- **Required work**:
Write the material out again, line by line, exactly as it is.

· · ·

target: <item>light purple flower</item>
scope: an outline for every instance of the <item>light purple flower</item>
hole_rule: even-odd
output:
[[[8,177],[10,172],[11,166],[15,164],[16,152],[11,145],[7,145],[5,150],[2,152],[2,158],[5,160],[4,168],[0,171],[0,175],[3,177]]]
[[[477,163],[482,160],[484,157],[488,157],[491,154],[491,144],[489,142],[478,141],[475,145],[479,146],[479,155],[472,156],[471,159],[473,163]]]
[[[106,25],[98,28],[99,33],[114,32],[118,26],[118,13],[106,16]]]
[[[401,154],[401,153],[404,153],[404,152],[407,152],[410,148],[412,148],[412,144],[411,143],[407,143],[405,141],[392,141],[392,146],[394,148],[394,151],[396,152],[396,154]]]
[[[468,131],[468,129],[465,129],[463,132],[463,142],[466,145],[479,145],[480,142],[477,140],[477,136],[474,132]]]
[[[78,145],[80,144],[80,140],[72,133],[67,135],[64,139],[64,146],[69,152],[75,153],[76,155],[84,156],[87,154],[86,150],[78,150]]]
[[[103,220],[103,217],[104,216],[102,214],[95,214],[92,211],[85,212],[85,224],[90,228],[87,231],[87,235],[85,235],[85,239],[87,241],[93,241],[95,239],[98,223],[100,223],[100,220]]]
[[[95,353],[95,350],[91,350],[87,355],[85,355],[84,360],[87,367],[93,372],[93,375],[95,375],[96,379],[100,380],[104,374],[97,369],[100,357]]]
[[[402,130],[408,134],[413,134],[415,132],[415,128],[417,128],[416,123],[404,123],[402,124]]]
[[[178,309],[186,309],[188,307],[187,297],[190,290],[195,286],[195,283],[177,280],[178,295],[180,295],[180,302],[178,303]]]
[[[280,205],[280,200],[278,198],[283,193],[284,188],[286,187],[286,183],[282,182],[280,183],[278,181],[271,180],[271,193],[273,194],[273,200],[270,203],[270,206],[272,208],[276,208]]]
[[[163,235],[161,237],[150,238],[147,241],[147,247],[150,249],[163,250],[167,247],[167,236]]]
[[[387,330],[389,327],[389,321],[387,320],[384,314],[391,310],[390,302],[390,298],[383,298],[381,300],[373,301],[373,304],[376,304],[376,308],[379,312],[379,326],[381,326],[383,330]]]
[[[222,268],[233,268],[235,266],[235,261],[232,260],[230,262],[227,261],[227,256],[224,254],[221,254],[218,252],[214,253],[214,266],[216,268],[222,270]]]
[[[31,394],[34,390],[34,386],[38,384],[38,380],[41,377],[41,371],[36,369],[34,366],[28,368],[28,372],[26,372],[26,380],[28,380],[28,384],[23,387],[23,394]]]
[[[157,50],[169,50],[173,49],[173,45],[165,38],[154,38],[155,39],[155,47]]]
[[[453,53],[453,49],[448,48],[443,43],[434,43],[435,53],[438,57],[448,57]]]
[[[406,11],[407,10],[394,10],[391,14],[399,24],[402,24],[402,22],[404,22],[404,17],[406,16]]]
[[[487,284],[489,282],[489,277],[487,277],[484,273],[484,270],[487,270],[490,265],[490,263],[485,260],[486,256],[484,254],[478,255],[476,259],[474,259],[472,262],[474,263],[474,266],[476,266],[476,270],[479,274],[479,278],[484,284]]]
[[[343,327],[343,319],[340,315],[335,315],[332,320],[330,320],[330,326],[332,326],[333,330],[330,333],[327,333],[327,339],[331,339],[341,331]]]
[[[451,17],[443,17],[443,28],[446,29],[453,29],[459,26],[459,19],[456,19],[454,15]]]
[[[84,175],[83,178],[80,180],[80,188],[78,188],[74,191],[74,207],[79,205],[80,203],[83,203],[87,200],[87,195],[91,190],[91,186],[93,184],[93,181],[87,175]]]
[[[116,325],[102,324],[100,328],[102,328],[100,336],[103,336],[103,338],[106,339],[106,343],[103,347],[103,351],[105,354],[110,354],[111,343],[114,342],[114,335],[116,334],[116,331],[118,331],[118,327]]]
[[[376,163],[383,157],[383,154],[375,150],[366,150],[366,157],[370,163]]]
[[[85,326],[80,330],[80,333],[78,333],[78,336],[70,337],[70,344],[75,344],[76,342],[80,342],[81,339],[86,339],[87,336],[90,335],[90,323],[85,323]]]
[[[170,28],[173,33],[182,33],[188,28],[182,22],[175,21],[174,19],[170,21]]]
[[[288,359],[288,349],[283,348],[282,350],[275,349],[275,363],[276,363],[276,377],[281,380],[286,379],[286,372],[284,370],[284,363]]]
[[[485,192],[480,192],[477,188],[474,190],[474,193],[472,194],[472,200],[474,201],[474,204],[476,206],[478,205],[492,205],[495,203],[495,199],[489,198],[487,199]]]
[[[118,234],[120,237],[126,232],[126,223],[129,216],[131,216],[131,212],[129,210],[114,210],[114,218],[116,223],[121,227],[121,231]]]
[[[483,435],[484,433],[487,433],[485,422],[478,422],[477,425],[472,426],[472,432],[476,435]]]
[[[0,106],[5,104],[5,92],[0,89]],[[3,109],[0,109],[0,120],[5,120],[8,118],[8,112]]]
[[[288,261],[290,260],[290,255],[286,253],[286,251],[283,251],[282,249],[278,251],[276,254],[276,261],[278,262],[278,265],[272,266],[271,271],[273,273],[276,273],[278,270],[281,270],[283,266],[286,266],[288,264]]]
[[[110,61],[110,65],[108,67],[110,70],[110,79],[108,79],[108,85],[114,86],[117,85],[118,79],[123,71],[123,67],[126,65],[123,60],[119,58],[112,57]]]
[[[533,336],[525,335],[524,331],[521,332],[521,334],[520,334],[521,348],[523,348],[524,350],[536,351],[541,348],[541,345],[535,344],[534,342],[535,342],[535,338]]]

· · ·

- **Result**:
target: <item>light purple flower</item>
scope: an outline for every instance of the <item>light purple flower</item>
hole_rule: even-odd
output:
[[[8,177],[10,172],[11,166],[15,164],[16,152],[11,145],[7,145],[5,150],[2,152],[2,158],[5,160],[4,168],[0,171],[0,175],[3,177]]]
[[[477,163],[482,160],[484,157],[488,157],[491,154],[491,144],[489,142],[478,141],[475,145],[479,146],[479,155],[472,156],[471,159],[473,163]]]
[[[106,25],[98,28],[99,33],[114,32],[118,26],[118,13],[106,16]]]
[[[401,154],[401,153],[404,153],[404,152],[407,152],[410,148],[412,148],[412,144],[411,143],[407,143],[405,141],[392,141],[392,146],[394,148],[394,151],[396,152],[396,154]]]
[[[468,131],[468,129],[465,129],[463,132],[463,142],[466,145],[479,145],[480,142],[477,140],[477,136],[474,132]]]
[[[78,145],[80,144],[80,140],[72,133],[67,135],[64,139],[64,146],[69,152],[75,153],[76,155],[84,156],[87,154],[86,150],[78,150]]]
[[[103,220],[103,217],[104,216],[102,214],[95,214],[92,211],[85,212],[85,224],[90,228],[87,231],[87,235],[85,235],[85,239],[87,241],[93,241],[95,239],[98,223],[100,223],[100,220]]]
[[[95,353],[95,350],[91,350],[87,355],[85,355],[84,360],[87,367],[93,372],[93,375],[95,375],[96,379],[100,380],[104,374],[97,369],[100,357]]]
[[[402,130],[408,134],[413,134],[415,132],[415,128],[417,128],[416,123],[404,123],[402,124]]]
[[[178,309],[186,309],[188,307],[187,297],[190,290],[195,286],[195,283],[177,280],[178,295],[180,295],[180,302],[178,303]]]
[[[280,205],[280,200],[278,198],[283,193],[284,188],[286,187],[286,183],[282,182],[280,183],[278,181],[271,180],[271,193],[273,194],[273,200],[270,203],[270,206],[272,208],[276,208]]]
[[[163,235],[161,237],[150,238],[147,241],[147,247],[150,249],[163,250],[167,247],[167,236]]]
[[[387,330],[389,327],[389,321],[387,320],[384,314],[391,310],[390,302],[390,298],[383,298],[381,300],[373,301],[373,304],[376,304],[376,308],[379,312],[379,326],[381,326],[383,330]]]
[[[222,268],[233,268],[235,266],[235,261],[232,260],[230,262],[227,261],[227,256],[224,254],[221,254],[218,252],[214,253],[214,266],[216,268],[222,270]]]
[[[31,394],[34,390],[34,386],[38,384],[38,380],[41,377],[41,371],[36,369],[34,366],[28,368],[28,372],[26,372],[26,380],[28,380],[28,384],[23,387],[23,394]]]
[[[157,50],[169,50],[173,49],[173,45],[165,38],[154,38],[155,39],[155,47]]]
[[[453,53],[453,49],[448,48],[443,43],[434,43],[435,53],[438,57],[448,57]]]
[[[406,11],[407,10],[394,10],[391,14],[399,24],[402,24],[402,22],[404,22],[404,17],[406,16]]]
[[[487,284],[489,282],[489,277],[487,277],[484,273],[484,270],[487,270],[490,265],[490,263],[485,260],[486,256],[484,254],[478,255],[476,259],[474,259],[472,262],[474,263],[474,266],[476,266],[476,270],[479,274],[479,278],[484,284]]]
[[[343,327],[343,319],[340,315],[335,315],[332,320],[330,320],[330,326],[332,326],[333,330],[330,333],[327,333],[327,339],[331,339],[341,331]]]
[[[451,17],[443,17],[443,28],[446,29],[453,29],[459,26],[459,19],[456,19],[454,15]]]
[[[84,175],[83,178],[80,180],[80,188],[78,188],[74,191],[74,207],[79,205],[80,203],[83,203],[87,200],[87,195],[91,190],[91,186],[93,184],[93,181],[87,175]]]
[[[116,325],[102,324],[100,328],[102,328],[100,336],[103,336],[103,338],[106,339],[106,343],[103,347],[103,351],[105,354],[110,354],[111,343],[114,342],[114,335],[116,334],[116,331],[118,331],[118,327]]]
[[[376,163],[383,157],[383,154],[375,150],[366,150],[366,157],[370,163]]]
[[[85,326],[80,330],[80,333],[78,333],[78,336],[70,337],[70,344],[75,344],[76,342],[80,342],[81,339],[86,339],[87,336],[90,335],[90,323],[85,323]]]
[[[170,28],[173,33],[182,33],[188,28],[182,22],[175,21],[174,19],[170,21]]]
[[[288,359],[288,349],[283,348],[282,350],[275,349],[275,363],[276,363],[276,377],[281,380],[286,379],[286,372],[284,370],[284,363]]]
[[[485,192],[480,192],[477,188],[474,190],[474,193],[472,194],[472,200],[474,201],[474,204],[476,206],[478,205],[492,205],[495,203],[495,199],[489,198],[487,199]]]
[[[118,234],[120,237],[126,232],[126,223],[129,216],[131,216],[131,212],[129,210],[114,210],[114,218],[116,223],[121,227],[121,231]]]
[[[483,435],[484,433],[487,433],[485,422],[478,422],[477,425],[472,426],[472,432],[476,435]]]
[[[0,106],[5,104],[5,92],[0,89]],[[3,109],[0,109],[0,120],[5,120],[8,118],[8,112]]]
[[[288,261],[290,260],[290,255],[286,253],[286,251],[283,251],[282,249],[278,251],[276,254],[276,261],[278,262],[278,265],[272,266],[271,271],[273,273],[276,273],[278,270],[281,270],[283,266],[286,266],[288,264]]]
[[[110,61],[110,65],[108,67],[110,70],[110,79],[108,79],[108,85],[114,86],[117,85],[118,79],[123,71],[123,67],[126,65],[123,60],[119,58],[112,57]]]
[[[533,336],[525,335],[524,331],[521,332],[521,334],[520,334],[521,348],[523,348],[524,350],[536,351],[541,348],[541,345],[535,344],[534,342],[535,342],[535,338]]]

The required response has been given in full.